**記事**:
· · · ·

東日本旅客鉄道(JR東日本)は2024年10月8日、鉄道固有の知識を学習した「鉄道版生成AI」の開発に本格的に着手すると発表した。2027年度末の完成を目指して段階的に開発を進め、性能を高めていく計画だ。
汎用AIでは難しい対応も可能に
同社は2023年10月より、一部の部門で社内向け生成AIチャットツールの試用を開始。2024年6月には全社員に試用範囲を拡大している。一方、試用を進めるなかで、生成AIが鉄道固有の表現や図表類を理解できなければ、高精度な返答を生成できないことも判明。課題を解決するため、鉄道を専門とした生成AIを開発することになった。

· · · ·

**記録データ**:
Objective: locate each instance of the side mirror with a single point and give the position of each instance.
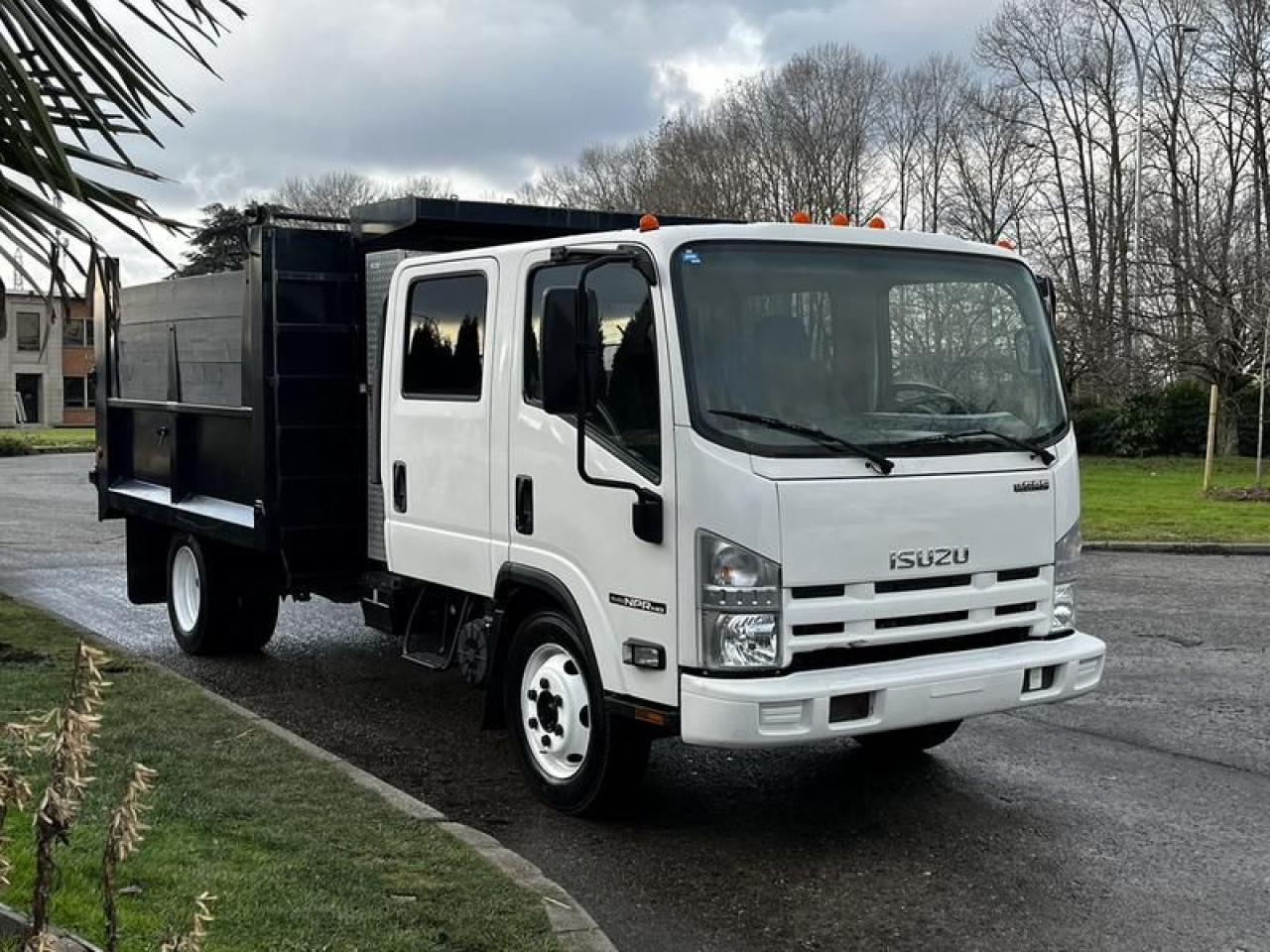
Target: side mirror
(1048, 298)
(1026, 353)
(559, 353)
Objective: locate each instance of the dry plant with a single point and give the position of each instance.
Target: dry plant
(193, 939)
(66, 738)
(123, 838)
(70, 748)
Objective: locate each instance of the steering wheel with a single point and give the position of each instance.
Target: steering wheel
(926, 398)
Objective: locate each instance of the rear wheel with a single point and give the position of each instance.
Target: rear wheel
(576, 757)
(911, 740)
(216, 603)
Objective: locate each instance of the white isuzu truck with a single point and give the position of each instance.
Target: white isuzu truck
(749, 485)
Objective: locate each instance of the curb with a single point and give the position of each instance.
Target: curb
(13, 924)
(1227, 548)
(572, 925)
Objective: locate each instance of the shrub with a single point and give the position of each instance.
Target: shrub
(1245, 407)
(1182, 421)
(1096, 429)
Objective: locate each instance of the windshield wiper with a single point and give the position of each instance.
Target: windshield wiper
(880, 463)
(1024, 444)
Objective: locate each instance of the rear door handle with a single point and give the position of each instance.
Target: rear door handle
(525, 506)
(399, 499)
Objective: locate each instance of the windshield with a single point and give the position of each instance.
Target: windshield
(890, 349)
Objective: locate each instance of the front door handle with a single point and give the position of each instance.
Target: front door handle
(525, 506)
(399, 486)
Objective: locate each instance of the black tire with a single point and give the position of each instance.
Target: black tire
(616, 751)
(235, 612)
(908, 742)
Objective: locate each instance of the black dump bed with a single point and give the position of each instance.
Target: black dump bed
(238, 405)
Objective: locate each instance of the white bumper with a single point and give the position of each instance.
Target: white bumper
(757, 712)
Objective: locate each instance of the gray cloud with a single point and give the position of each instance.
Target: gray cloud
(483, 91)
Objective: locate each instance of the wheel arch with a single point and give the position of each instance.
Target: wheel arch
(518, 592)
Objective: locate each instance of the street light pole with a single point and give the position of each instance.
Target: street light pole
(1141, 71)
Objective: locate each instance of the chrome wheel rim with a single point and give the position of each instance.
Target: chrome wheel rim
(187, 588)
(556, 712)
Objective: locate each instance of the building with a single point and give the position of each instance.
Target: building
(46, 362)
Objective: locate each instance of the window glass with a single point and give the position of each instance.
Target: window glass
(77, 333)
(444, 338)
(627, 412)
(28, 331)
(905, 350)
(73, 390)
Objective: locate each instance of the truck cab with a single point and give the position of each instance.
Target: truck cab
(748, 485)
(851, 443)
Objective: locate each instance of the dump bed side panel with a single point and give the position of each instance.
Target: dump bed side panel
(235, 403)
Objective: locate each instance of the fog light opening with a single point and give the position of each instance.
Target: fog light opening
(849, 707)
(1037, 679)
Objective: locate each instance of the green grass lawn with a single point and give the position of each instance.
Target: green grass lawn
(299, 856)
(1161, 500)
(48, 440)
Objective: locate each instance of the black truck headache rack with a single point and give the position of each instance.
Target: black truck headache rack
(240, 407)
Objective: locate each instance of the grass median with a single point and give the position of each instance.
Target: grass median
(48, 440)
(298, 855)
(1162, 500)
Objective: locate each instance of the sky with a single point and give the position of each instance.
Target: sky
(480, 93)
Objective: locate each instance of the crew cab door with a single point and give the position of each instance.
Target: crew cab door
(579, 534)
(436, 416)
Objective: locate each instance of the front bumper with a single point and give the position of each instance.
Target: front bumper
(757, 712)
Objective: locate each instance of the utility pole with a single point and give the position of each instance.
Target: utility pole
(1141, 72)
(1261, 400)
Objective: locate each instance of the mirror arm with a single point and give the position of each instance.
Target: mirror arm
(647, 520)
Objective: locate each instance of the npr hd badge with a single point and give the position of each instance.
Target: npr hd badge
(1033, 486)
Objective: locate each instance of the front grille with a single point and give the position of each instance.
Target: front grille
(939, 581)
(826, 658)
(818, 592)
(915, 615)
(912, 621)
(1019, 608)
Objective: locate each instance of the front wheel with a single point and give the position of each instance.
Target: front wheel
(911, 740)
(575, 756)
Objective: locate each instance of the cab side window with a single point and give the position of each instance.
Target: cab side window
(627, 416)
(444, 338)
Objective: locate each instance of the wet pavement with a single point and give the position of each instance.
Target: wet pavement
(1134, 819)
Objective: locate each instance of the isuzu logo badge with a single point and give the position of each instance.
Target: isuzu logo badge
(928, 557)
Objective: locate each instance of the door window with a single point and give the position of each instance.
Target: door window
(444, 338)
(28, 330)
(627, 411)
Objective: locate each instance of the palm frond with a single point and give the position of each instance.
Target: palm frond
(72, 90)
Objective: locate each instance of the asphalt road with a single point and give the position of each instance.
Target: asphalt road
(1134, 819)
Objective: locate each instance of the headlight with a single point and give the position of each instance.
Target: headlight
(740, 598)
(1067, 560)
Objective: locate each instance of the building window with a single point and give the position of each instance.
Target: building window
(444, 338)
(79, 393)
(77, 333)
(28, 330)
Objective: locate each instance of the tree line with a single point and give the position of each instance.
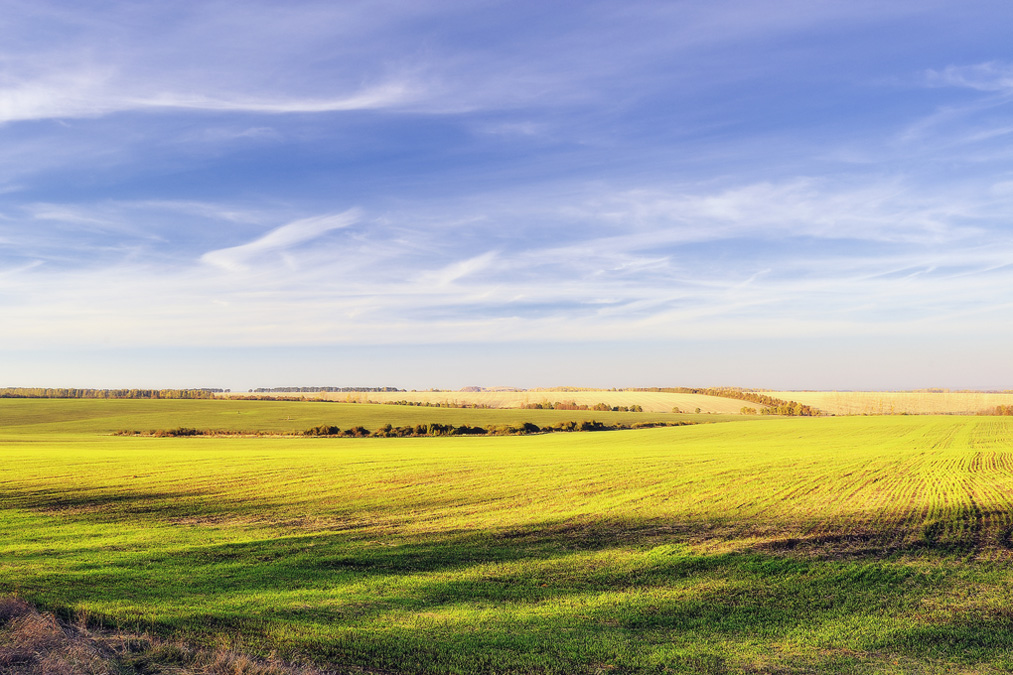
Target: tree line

· · · ·

**課題一覧**:
#1 記事の内容について、次の問いに答えてください。
(a) 鉄道版生成AIの完成はいつを目指していますか。
(b) 社内向け生成AIチャットツールの試用範囲が全社員に拡大されたのはいつですか。
(c) JR東日本が鉄道版生成AIの開発への本格着手を発表したのはいつですか。
#2 記事の「東日本旅客鉄道(JR東日本)」から「AIを開発することになった。」までの部分を、「全社員」を「グループ全社員」に置き換えて書き直してください。
#3 記事に出てくる、年を含む日付や時期の表現を登場順にすべて挙げてください。

**演習の解答**:
#1
(a) 2027年度末
(b) 2024年6月
(c) 2024年10月8日

#2
東日本旅客鉄道(JR東日本)は2024年10月8日、鉄道固有の知識を学習した「鉄道版生成AI」の開発に本格的に着手すると発表した。2027年度末の完成を目指して段階的に開発を進め、性能を高めていく計画だ。
汎用AIでは難しい対応も可能に
同社は2023年10月より、一部の部門で社内向け生成AIチャットツールの試用を開始。2024年6月にはグループ全社員に試用範囲を拡大している。一方、試用を進めるなかで、生成AIが鉄道固有の表現や図表類を理解できなければ、高精度な返答を生成できないことも判明。課題を解決するため、鉄道を専門とした生成AIを開発することになった。

#3
2024年10月8日
2027年度末
2023年10月
2024年6月